▸ Written instruction
All of the material below is to be retyped exactly.
--- begin ---
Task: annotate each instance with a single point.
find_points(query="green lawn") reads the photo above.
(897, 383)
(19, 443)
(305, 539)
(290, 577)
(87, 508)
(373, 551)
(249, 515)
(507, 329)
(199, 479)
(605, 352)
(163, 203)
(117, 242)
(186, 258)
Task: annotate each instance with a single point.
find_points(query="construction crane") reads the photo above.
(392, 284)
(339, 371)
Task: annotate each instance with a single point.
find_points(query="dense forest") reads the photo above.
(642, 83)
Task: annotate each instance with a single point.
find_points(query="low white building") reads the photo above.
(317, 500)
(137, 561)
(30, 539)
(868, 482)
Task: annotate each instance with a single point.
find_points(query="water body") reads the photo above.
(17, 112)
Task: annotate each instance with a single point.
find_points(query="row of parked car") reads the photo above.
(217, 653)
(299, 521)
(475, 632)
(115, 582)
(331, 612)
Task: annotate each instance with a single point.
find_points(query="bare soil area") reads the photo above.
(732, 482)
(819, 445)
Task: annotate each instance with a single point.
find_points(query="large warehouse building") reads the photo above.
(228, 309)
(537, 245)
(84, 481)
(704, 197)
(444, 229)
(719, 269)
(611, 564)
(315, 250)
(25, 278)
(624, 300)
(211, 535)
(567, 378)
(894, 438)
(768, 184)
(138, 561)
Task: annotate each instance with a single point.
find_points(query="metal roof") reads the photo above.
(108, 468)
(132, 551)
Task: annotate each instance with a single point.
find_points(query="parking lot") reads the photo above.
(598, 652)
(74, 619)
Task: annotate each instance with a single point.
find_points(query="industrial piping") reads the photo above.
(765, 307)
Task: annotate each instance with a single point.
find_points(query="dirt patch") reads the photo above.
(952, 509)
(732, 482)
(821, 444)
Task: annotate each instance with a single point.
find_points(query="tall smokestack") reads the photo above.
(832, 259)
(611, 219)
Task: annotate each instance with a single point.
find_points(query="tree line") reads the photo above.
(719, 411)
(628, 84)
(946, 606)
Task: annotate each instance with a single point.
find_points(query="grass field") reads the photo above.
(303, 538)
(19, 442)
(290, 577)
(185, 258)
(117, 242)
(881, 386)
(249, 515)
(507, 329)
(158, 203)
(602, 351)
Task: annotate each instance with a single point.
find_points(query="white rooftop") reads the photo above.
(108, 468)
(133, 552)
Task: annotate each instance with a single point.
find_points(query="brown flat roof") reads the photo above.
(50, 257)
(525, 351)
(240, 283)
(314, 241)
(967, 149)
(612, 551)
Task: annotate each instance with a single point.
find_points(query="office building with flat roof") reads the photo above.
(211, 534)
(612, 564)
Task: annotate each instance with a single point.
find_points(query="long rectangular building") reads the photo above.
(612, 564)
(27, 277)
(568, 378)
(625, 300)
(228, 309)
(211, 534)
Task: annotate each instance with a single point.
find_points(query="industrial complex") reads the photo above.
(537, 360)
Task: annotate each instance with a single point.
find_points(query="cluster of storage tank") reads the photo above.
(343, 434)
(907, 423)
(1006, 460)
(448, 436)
--- end ---
▸ Problem solution
Task: annotate each instance with a single point.
find_points(query="green lawn") reads the photo above.
(897, 383)
(19, 443)
(305, 539)
(290, 577)
(87, 508)
(373, 551)
(249, 515)
(507, 329)
(199, 479)
(605, 352)
(163, 203)
(117, 242)
(186, 258)
Task: annotate each instance with a single point.
find_points(query="construction crane") reads the photo above.
(392, 284)
(339, 371)
Task: annotate each instance with a single point.
find_points(query="dense forest") reads the photo above.
(642, 83)
Task: annotate each instance with a single point.
find_points(query="low white building") reads the photo above.
(317, 500)
(137, 561)
(30, 539)
(868, 482)
Task: annotate each instance with a single point.
find_points(query="water body") reads the photo above.
(17, 112)
Task: annotate each instance with a single point.
find_points(query="row of parked car") reads the photo above.
(217, 653)
(299, 521)
(475, 632)
(115, 582)
(331, 612)
Task: annotate each instance with a single point.
find_points(query="bare soil area") reads the photo above.
(732, 482)
(819, 445)
Task: annotate each instance with a single point.
find_points(query="large warehouse building") reads the photo above.
(228, 309)
(537, 245)
(84, 481)
(704, 197)
(444, 229)
(719, 269)
(611, 564)
(315, 250)
(25, 278)
(624, 300)
(211, 535)
(567, 378)
(894, 438)
(768, 184)
(138, 561)
Task: annotate each instance with a single point.
find_points(query="metal roof") reads the photo above.
(108, 468)
(132, 551)
Task: annotate each instance with a single point.
find_points(query="parking lot") reads the photo above.
(598, 652)
(74, 619)
Task: annotate each instance with a single point.
find_points(query="industrial piping") reads the photo above.
(765, 307)
Task: annotate each instance with a single point.
find_points(query="dirt patch") reads the photo above.
(952, 509)
(732, 482)
(821, 444)
Task: annotate each instance with a single point.
find_points(query="tall smokestack") reads the photo above.
(832, 259)
(611, 219)
Task: annotate each instance with a single point.
find_points(query="tree line") reads the photo above.
(719, 411)
(628, 84)
(946, 606)
Task: annotate each instance with a single point.
find_points(query="grass field") reads the photo above.
(303, 538)
(19, 442)
(290, 577)
(185, 258)
(117, 242)
(881, 386)
(249, 515)
(507, 329)
(158, 203)
(602, 351)
Task: annotate each instance with a single point.
find_points(query="white rooftop") reads the photo above.
(108, 468)
(133, 552)
Task: annotate each instance with a single point.
find_points(query="brown flat roof") reads the photo above.
(50, 257)
(525, 351)
(240, 283)
(314, 241)
(967, 149)
(612, 551)
Task: annotate each instance with a single point.
find_points(query="office building with flat roof") reads the photo above.
(211, 534)
(612, 564)
Task: annotate each instance with a single point.
find_points(query="long rectangular building") reads the photo above.
(612, 564)
(27, 277)
(568, 378)
(625, 300)
(228, 309)
(211, 534)
Task: annotate each instance with a single point.
find_points(query="industrial complex") reads the photo above.
(537, 360)
Task: annotate each instance with a single point.
find_points(query="cluster of storage tank") reads the photo above.
(343, 434)
(907, 423)
(1006, 460)
(448, 436)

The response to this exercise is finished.